Requirement 1
According to the text on soap operas, how many South London families did David Morley observe and interview?
Requirement 2
Extend the text on soap operas past its final sentence.

Reading text
^^^^^^^^^^^^^^^^
It is important to keep in mind that the 'realism' of a soap opera can only truly be judged by those living in the area in which it is set. British soaps are often viewed as being realistic because of their emphasis on the everyday happenings of life and their depictions of the working classes who in reality, constitute the mass of the British population. This 'realist aesthetic' appeals to the masses because it allows viewers to put their knowledge of the world and knowledge of the conventions of television into play. The close-up shot characteristically used in soaps enables viewers to focus on the characters' emotions and to understand most, if not all of the actions depicted. Some viewers obtain enjoyment from being able to acknowledge the 'true' emotions of the characters when they typically hide them behind a mask, for example, Bet Lynch (from Coronation Street) is admired for putting on a brave face when times are tough at the Rovers Return (the local pub in the series). In this way, the characters are emotional representatives, inviting the audience to partake in the arising issues and conflicts, in order that they may seek temporary solutions to the problems they are experiencing in real life.

However, recent research suggests that viewers rarely watch soap operas for advice on how to solve their problems although they do reflect personal problems, especially those of women. In anticipation of what will happen next, the viewer is keenly engaged in the soap text. Modleski's research studies reveal that the soap opera reflects the woman's role in the home. This is important because soap operas are aimed at a female audience. For the most part they are shown during the day when women are attending to their daily house chores. Their undemanding nature and emphasis on talk not action, means that a busy mother can catch the gist of what is going on merely through hearing what the characters have to say. Emphasis is placed upon the family, public situations and more often than not the community. This gives viewers a sense of belonging and provides a substitute family and social life for the lonely.

There is no question that the soap opera was designed to appeal to the female sex. It centres around domesticity, family life and gossip making it both comforting and appealing to women of all ages, classes and origins. Furthermore, women's styles of viewing are very different to those of men. David Morley observed and interviewed 18 South London families to find out the different television viewing habits of different family members. His results show that there is a distinct power struggle between mothers and fathers whilst viewing soaps. He found that mothers preferred to watch as a family and talk through the events as they occurred whereas the fathers preferred to view alone in an intense manner. Kreizenbeck claimed that the family unit was where the soap derives its spiritual and emotional strength (Allen, 1992: 130). Family relations are constantly questioned and by including the occasional dramatic event, for example a wedding or a death, as well as the ordinary happenings such as family feuds, the soap opera successfully holds the interest of its viewers.
^^^^^^^^^^^^^^^^
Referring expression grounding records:
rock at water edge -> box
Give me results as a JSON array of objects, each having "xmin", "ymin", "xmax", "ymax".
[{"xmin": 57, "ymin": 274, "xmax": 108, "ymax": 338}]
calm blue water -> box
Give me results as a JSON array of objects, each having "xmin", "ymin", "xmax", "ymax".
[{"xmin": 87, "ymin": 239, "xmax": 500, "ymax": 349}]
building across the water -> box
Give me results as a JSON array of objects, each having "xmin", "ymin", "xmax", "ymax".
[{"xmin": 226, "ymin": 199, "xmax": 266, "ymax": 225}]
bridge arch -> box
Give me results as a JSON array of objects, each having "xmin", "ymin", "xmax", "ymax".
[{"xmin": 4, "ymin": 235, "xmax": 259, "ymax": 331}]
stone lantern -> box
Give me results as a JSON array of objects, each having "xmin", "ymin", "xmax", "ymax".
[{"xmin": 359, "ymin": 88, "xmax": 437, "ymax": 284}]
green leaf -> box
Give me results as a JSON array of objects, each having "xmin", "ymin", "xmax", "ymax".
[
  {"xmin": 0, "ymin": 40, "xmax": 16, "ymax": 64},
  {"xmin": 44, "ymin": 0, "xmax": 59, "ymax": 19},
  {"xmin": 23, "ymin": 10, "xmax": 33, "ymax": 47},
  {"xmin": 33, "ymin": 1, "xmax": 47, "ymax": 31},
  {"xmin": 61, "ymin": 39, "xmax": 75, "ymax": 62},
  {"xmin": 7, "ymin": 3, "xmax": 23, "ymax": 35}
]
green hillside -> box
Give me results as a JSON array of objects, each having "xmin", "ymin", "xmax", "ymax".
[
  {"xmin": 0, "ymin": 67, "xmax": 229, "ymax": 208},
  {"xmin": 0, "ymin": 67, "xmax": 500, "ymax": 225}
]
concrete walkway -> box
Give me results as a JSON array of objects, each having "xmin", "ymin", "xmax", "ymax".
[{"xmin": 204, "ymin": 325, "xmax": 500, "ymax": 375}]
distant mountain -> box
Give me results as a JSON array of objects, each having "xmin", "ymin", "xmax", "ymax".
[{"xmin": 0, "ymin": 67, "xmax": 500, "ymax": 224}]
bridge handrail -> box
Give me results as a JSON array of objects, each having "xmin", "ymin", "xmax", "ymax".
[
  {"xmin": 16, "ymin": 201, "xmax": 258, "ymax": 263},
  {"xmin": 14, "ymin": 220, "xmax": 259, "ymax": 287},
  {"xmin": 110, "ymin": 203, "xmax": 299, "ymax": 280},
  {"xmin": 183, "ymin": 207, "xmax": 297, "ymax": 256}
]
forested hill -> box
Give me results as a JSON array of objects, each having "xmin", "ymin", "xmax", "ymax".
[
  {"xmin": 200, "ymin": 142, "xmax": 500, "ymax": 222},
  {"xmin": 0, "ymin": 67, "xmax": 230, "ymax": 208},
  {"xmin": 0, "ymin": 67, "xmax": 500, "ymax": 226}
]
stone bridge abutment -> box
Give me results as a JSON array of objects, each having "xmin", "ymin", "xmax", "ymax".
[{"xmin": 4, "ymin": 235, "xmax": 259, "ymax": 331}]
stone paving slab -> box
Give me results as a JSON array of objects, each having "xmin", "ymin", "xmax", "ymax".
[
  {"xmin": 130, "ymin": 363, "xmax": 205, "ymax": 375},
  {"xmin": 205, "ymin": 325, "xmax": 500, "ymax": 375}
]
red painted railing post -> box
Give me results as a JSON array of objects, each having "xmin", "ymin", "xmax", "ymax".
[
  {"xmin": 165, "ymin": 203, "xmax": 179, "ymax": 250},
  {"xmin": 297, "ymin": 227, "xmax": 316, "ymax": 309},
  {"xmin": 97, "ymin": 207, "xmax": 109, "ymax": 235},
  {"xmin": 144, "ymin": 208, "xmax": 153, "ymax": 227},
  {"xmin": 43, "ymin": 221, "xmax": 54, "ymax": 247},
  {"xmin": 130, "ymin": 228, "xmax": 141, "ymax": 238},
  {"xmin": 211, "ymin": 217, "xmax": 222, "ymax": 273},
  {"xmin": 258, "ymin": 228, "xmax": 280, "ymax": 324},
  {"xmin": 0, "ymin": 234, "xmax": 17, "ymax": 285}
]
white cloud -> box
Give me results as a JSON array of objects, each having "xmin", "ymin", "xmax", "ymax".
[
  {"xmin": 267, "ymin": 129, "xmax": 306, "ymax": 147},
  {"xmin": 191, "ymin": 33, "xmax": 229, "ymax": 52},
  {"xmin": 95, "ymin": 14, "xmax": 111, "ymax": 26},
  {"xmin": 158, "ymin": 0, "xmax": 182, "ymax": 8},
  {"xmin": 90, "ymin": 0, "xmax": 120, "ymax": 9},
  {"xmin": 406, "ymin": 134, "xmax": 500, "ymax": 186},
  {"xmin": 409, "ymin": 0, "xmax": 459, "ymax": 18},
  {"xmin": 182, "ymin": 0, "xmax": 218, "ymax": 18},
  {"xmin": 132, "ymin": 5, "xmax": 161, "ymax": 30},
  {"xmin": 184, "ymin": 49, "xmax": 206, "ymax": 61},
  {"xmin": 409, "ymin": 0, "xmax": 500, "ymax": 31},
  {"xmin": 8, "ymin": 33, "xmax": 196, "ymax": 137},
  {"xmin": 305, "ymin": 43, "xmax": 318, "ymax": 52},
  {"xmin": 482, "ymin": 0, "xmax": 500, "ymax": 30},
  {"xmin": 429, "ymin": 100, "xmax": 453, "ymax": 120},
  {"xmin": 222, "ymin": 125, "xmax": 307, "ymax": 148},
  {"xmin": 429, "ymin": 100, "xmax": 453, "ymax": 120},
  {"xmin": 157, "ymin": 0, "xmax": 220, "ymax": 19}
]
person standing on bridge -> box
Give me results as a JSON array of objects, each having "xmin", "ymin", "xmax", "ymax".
^^^^^^^^^^^^^^^^
Response area 1
18

Response area 2
"The pleasure for women viewers of patriarchal soaps is the demonstration that male power, challenged on the one hand by moral questioning and on the other by the women's refusal to be controlled, can never be fully or unproblematically asserted" (Geraghty, 1991: 74). Soaps provide an outlet for feminine anger in acknowledging women's contradictory impulses. Men take on static positions as 'head' of the family in soaps and are deliberately deprived of the stereotypical powerful image inherent in action thrillers, etc. Women enjoy seeing them suffer and their authority undermined. With regards theories of women's inequality, soaps are a source of female strength because "they help women test the waters to see how far they can go in challenging social norms" (Brown, 1994: 12). Men play sensitive roles in soaps and this provides comfort to women whose roles are often publicly silenced. Soaps value women's lives and by including paternity plots, give the women characters the power to keep the name of the father of their child secret if they wish to do so. Furthermore, women gain reactive pleasure from the soap opera by recognising their oppression and reacting to it.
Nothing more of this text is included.